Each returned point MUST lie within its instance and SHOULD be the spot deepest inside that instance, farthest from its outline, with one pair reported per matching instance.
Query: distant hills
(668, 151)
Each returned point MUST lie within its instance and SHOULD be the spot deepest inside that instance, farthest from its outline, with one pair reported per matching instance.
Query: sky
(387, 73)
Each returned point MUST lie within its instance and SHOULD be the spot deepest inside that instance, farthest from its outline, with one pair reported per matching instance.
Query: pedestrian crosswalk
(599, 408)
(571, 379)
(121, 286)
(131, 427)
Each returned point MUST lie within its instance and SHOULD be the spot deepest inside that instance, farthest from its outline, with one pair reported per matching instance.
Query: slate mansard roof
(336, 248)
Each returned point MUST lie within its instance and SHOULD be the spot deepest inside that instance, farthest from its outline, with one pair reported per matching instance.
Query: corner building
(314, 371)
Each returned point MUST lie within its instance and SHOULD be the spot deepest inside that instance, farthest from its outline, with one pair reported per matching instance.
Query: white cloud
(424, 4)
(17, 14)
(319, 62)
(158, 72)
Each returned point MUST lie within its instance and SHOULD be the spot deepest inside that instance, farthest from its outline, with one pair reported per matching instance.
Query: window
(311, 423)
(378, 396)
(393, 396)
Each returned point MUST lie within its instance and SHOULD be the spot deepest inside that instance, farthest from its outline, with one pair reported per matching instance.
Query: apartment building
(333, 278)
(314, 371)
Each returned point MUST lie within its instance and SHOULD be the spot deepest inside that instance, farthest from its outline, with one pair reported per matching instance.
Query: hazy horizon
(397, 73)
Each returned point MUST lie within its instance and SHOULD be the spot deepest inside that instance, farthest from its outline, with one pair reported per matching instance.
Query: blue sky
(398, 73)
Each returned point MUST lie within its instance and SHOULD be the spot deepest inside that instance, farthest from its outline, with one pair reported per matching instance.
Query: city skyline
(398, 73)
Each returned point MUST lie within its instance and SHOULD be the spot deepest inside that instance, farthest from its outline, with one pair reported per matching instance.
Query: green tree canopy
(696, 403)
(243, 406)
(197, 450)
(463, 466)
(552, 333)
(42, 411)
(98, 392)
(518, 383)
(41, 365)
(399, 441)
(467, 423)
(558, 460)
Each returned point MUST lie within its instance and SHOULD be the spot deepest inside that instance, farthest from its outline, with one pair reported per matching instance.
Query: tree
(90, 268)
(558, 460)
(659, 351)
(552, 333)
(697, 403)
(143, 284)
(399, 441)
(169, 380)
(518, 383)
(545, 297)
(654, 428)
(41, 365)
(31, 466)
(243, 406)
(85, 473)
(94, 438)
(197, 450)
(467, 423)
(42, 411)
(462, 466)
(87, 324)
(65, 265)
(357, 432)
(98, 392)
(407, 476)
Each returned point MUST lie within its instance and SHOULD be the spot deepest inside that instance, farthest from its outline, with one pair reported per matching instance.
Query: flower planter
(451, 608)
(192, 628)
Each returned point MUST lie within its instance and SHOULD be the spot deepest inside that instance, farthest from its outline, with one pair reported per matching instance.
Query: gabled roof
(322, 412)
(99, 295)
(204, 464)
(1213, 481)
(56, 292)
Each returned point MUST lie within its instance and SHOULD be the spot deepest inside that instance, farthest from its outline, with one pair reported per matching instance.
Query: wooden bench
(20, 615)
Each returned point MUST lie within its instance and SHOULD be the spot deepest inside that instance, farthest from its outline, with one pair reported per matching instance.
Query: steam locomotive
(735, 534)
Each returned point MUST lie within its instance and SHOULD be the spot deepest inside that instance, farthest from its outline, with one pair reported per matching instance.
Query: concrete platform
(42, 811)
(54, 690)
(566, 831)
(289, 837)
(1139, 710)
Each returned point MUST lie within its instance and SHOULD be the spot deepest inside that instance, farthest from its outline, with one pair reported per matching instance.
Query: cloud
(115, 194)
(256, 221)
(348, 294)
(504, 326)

# YOUR GOAL:
How many lines in the rows above contain the word "roof"? Give only the number.

# WRITTEN ANSWER:
2